■ YOUR INSTRUCTIONS ■
Print every record exactly as it appears. Leave the pictures out.

======== DATA ========

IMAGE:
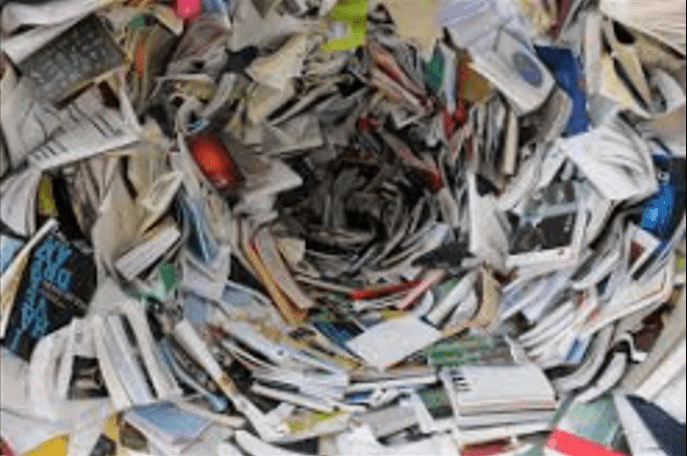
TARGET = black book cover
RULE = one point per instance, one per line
(57, 284)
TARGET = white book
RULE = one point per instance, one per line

========

■ EXERCISE OUTPUT ■
IMAGE:
TARGET = black book cover
RULE = one point per instance, one per line
(57, 284)
TARGET = white book
RULE = one point per instance, one per line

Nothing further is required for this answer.